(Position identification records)
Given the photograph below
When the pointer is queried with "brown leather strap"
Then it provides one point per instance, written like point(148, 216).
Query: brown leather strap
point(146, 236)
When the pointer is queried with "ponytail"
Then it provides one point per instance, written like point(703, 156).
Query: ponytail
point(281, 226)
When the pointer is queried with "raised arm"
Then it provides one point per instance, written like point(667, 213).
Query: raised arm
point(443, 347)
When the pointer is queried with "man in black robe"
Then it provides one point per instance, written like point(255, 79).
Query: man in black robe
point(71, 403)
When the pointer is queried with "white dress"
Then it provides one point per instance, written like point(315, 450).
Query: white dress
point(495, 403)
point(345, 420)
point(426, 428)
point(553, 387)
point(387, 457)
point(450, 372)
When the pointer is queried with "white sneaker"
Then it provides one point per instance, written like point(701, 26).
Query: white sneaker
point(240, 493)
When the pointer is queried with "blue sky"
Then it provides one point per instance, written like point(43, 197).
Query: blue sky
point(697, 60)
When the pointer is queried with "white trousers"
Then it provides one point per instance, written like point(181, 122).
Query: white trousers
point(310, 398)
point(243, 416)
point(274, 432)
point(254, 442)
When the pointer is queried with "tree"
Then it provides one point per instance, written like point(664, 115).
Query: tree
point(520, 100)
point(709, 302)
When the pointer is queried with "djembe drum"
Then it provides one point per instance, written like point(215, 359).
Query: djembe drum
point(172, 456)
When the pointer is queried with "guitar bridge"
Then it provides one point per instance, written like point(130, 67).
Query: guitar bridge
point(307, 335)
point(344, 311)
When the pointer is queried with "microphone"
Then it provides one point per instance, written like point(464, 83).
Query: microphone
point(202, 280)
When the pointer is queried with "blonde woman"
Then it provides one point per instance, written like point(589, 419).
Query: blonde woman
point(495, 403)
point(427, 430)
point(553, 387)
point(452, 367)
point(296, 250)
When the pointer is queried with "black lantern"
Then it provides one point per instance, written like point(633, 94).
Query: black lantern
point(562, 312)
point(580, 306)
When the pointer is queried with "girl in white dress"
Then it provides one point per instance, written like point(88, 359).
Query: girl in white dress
...
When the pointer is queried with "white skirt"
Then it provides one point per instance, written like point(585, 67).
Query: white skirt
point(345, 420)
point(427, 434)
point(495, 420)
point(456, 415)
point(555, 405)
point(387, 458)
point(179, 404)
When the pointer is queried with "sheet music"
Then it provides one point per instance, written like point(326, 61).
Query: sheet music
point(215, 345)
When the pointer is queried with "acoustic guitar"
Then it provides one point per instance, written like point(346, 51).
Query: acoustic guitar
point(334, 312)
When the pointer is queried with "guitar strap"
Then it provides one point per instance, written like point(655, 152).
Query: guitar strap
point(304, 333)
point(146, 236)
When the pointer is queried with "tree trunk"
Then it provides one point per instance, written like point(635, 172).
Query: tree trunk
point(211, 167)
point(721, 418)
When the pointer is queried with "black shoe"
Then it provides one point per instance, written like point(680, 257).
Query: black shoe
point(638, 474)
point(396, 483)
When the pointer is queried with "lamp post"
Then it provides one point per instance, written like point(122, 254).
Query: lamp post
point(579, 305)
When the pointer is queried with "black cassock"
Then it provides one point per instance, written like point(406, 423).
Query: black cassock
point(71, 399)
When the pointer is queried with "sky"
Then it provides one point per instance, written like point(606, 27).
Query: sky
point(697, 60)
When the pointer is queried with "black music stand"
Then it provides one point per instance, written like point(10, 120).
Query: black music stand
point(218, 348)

■ Goal of the exercise ■
Return every line of the material that contains the word "acoustic", copying each line in full.

■ Answer in full ■
When the pointer is queried with "acoustic guitar"
Query: acoustic guitar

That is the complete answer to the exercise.